What is contract management?

Contract management is the process of creating, executing, and managing contracts. Once all parties accept the terms outlined in a contract, the agreed-upon exchange of goods and services can start.

There are all types of contracts, including employment agreements, utility contracts, rental agreements, outsourcing agreements, and nondisclosure agreements. In this guide, we’re focusing specifically on vendor agreements. 

A well-managed contract acts as a safeguard against possible mishaps. It can save you from countless headaches, lost time, and expensive mistakes. Because they are such valuable documents, you want to be careful about managing your contracts. 

Why is contract management important?

The benefits of sound contract management are clear. Contracts act as a record of vendor deals, protect all parties involved, minimize hazards, and add clarity and accountability to your vendor relationships. 

A digital contract management solution makes it possible to keep all your contracts in one accessible place. It makes your contracts editable living documents that you can pull up, amend, or attach an addendum to. But it doesn’t stop there. 

Here are some additional reasons why proper contract management is a must: 

  • Contract management helps you avoid costly disputes. If a contract is clear and legally binding, it will be easier to enforce. 

  • An estimated 60 to 80 percent of business activities are governed by contracts and agreements, making them essential to the efficient conduct of most business operations. Contract management ensures that all parties have a point of reference for what has been agreed upon and by whom.

  • Proper contract management directly affects cost and revenue management, improves productivity, and reduces errors. 

  • Proper contract management is critical in establishing long-term relationships with vendors. Deals go smoother when a solid contract underpins them. A well-managed contract functions as a bridge that helps build trust and fosters cooperation.

  • Contract management is useful in making strategic data-driven decisions because it gives insight into contracting bottlenecks, recurring issues, and contract shortcomings. 

  • A sound contract management system standardizes processes for contracts that need to be drafted regularly. This gives your vendor management team more time to address other vital issues.

What are the stages of contract lifecycle management (CLM)?

A good contract management process uses data at every stage to reduce legal and financial risk. Contract lifecycle management, or CLM, takes care of all the steps required to create a contract, including:

  • Drafting
  • Negotiating
  • Approving
  • Signing
  • Implementing
  • Tracking
  • Renewing

Every business has unique needs. In the same way, the stages included in any CLM process can differ from one company to another. However, six common steps are relevant to most contract management cycles. Here’s a walkthrough of each one. 

Preparation 

The first step of a contract management process is locating the supporting documents required to prepare a contract. Every stakeholder involved needs to get on the same page. 

Once all parties are aligned, the legal team can start drafting a contract. But wait. In this step, you also need to outline:

  • Party goals and key performance indicators (KPIs): What are the goals and KPIs every party needs to fulfill?
  • Risks: What potential risks should both parties be aware of?
  • Expectations:  What are the needs and requirements of both parties?

* **DATASET EXTRACT**:
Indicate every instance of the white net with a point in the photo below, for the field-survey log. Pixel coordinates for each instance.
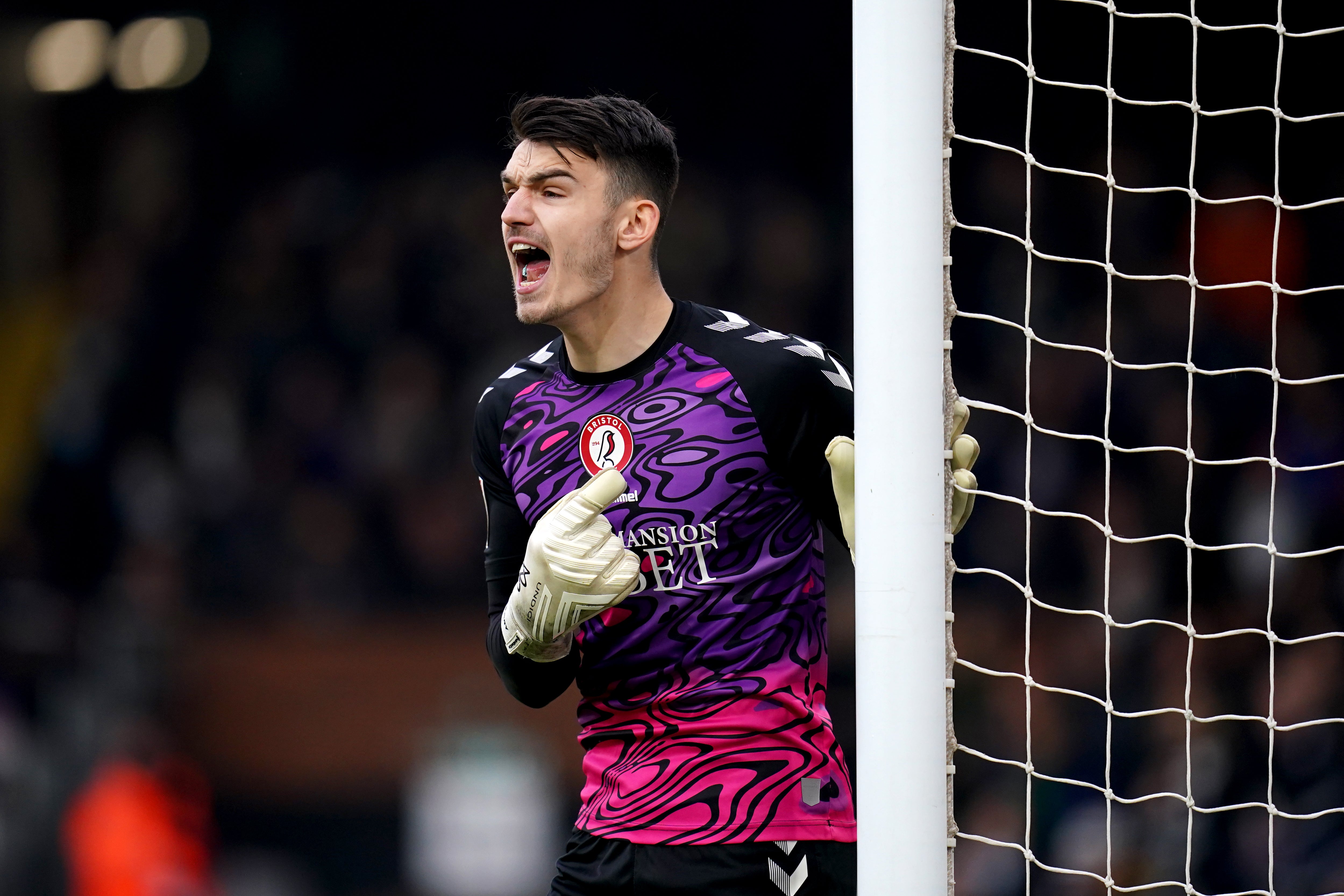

* **JOB A**: List the five kinds of contracts that the contract management guide names as examples.
* **JOB B**:
Answer these from the contract management guide:
(i) What share of business activities is estimated to be governed by contracts and agreements?
(ii) Which kind of contract does the guide focus on?
(iii) What is the first step of a contract management process?
* **JOB C**: Resume the contract management guide from its last line.
This data was drawn from a different source than the contract management guide.

* **RESULT A**: Employment agreements, utility contracts, rental agreements, outsourcing agreements, and nondisclosure agreements.

* **RESULT B**:
(i) An estimated 60 to 80 percent.
(ii) Vendor agreements.
(iii) Locating the supporting documents required to prepare a contract.

* **RESULT C**:
For example, suppose a roofing company wants to outsource its shingle-production efforts. Before a contract can be drafted, both the shingle manufacturer and the roofing company need to discuss their expectations, possible risks, supply chain management expectations, appropriate performance indicators, and goals.

Negotiation

Some teams prefer to draft an initial contract both parties can negotiate from. Others may want to take care of negotiations before a contract is ever drafted. 

Either way, the negotiation stage is an opportunity to maximize value, lower costs, and arrive at a deal with terms that please all parties. Parties can negotiate a timeline, ask to remove a clause that doesn’t fit well or discuss reimbursement terms. 

Next, a draft can be created. If you created a draft before negotiating, you can now edit the draft with the agreed-upon terms. 

Drafting

Once expectations and goals are set and you’ve negotiated successfully, it’s time to draft a contract that addresses all the discussed points. It's common to go back and forth over specific terms in the contract, which you can track using document version control.

For example, once a software company and vendor have finalized all the details, the software company can ask a contract expert to prepare the first draft. Both parties can later review the contract to see whether everything is covered. 

Approving

After negotiating all the key terms and drafting a contract, you need to get approval from every stakeholder on the final version. That is, signatures are in order.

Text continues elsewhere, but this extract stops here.